• Work to do:
Rewrite every item below, replacing "pixel coordinates" with "image coordinates" and leaving everything else unchanged. Leave the pictures out.
**** Dataset content ****
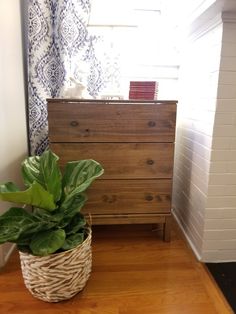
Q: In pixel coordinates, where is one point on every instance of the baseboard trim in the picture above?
(186, 236)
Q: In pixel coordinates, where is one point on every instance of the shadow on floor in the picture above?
(225, 276)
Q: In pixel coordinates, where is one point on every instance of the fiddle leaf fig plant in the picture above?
(56, 223)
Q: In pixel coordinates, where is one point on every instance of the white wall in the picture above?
(204, 189)
(13, 135)
(220, 215)
(195, 121)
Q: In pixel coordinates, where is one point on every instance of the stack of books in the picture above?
(143, 90)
****
• Task output:
Q: In image coordinates, where is one point on every instance of the baseboard trim in the picture above?
(186, 236)
Q: In image coordinates, where is one point on every instance of the shadow on floor in the picture above?
(225, 276)
Q: In image coordinates, where is one point on every instance of the fiddle leaf fig plant in the picture above?
(56, 223)
Q: In image coordinates, where is one point on every instance of the white wall in the picture above?
(204, 189)
(13, 135)
(220, 215)
(195, 121)
Q: In image coordinates, where is one point on every instance of the stack of books in the picture above?
(143, 90)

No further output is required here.